■ **Written request**
Output the lines of the records from the one containing "Place a point on every instance of the dark" through the last, both ends included. Leave pictures out.
————————
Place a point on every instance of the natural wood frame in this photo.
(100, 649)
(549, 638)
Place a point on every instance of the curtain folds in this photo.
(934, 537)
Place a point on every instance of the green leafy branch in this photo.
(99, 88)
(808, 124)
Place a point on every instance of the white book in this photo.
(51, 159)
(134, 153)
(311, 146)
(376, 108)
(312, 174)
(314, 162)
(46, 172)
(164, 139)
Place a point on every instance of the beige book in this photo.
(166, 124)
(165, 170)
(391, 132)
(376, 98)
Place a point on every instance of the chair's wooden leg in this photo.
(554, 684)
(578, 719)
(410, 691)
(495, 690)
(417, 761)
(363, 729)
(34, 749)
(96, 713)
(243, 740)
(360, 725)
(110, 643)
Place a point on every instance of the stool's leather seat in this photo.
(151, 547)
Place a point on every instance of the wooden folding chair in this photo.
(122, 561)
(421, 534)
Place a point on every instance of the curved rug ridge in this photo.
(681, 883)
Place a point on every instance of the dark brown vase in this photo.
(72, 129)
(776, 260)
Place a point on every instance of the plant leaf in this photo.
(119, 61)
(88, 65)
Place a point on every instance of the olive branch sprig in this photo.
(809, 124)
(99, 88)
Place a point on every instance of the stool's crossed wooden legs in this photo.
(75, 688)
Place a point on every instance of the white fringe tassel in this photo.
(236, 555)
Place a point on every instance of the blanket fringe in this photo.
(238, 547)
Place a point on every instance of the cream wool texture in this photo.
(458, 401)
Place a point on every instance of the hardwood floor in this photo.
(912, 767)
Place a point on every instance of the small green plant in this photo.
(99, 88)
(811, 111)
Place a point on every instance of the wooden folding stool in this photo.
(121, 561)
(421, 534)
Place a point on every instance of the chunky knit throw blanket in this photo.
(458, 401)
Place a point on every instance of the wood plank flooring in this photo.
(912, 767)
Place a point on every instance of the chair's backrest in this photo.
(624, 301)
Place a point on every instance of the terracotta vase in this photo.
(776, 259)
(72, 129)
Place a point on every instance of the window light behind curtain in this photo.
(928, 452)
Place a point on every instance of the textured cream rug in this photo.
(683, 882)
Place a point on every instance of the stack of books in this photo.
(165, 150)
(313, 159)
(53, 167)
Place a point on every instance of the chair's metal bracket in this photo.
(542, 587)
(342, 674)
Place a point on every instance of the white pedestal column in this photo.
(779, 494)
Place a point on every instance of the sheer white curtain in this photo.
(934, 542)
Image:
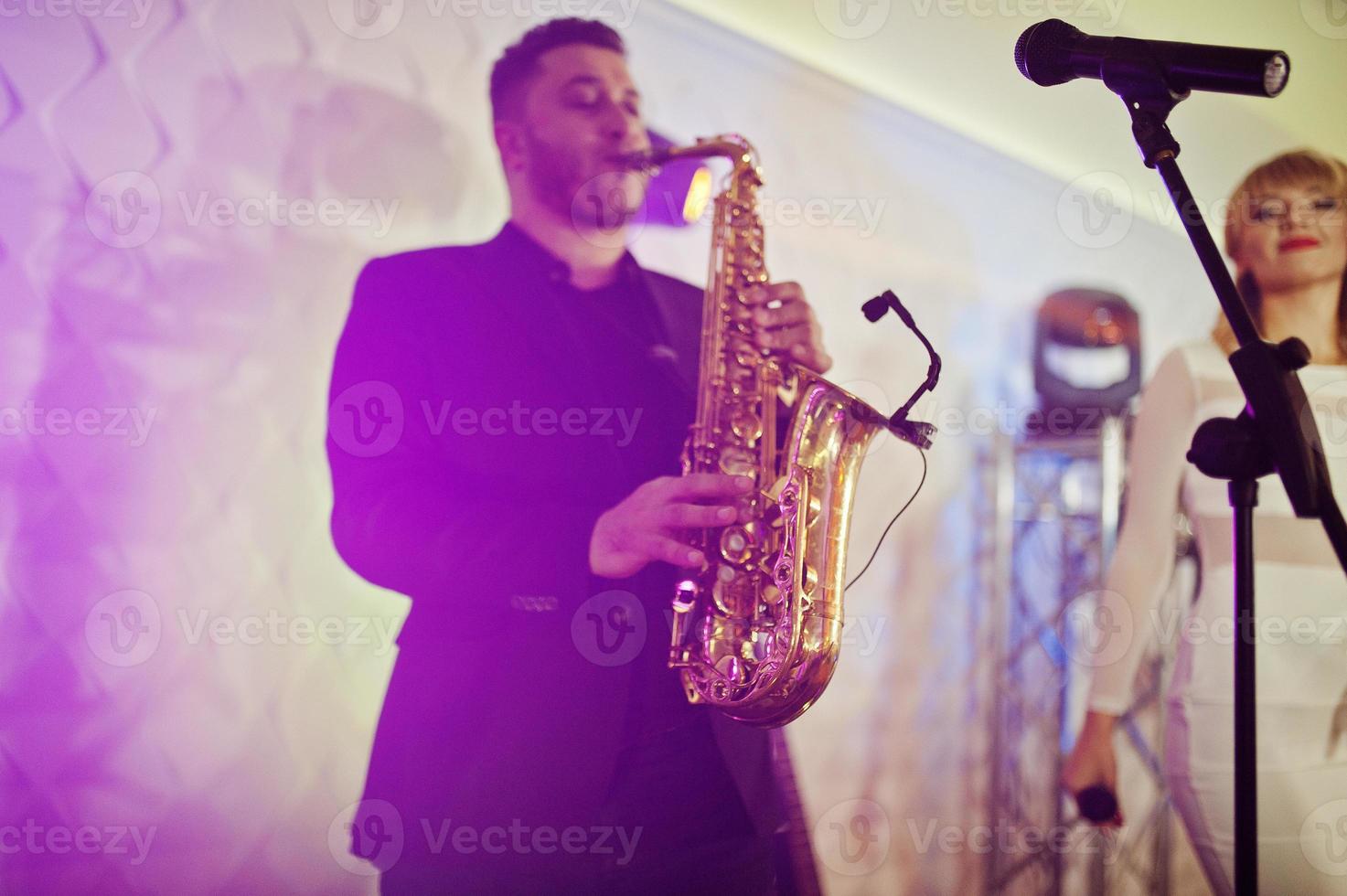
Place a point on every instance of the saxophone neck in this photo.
————————
■ **Written solution**
Place a point on every instance of the dark brown vase in this photo.
(72, 129)
(776, 260)
Place a point on every instance of the plant leaf in this photo.
(119, 61)
(88, 65)
Place a point on every instance of the olive branch sprig in this photo.
(809, 124)
(99, 88)
Place a point on every instance of the stool's crossed wooden legs in this photo.
(75, 688)
Place a point on every instance of the white fringe tassel in this photo.
(236, 555)
Place a point on every instance of the blanket fringe in this photo.
(238, 547)
Place a point on every instance of the cream wool texture in this photo.
(458, 401)
Place a point on every instance of the hardwood floor in this photo.
(912, 767)
Place a point on every instance of the small green plant in this photo.
(99, 88)
(811, 111)
Place a point on every instance of the wooden folding stool in this photo.
(121, 561)
(421, 534)
Place a point on every instance of the chunky knit throw blanket in this photo.
(458, 401)
Place a point on every instance of the wood plank flooring in this photo.
(912, 767)
Place a point on every instance of the chair's backrest in this photo.
(624, 301)
Place a point on every instance of the terracotta vase in this photo.
(776, 259)
(72, 129)
Place a point on every instance of the window light behind curtain in this photo.
(928, 452)
Place a point on every instance of the textured cream rug in this photo.
(683, 882)
Place a point on every instance of the stack of books in this photo.
(165, 150)
(313, 159)
(53, 167)
Place a point on every instance of the chair's metal bracket in this photo.
(542, 587)
(342, 674)
Place a point on every instance of the white pedestal column in this photo.
(779, 494)
Place a point on every instance of the sheer white curtain in this photo.
(934, 542)
Image:
Place a point on every instance of the saxophone neck in this photo.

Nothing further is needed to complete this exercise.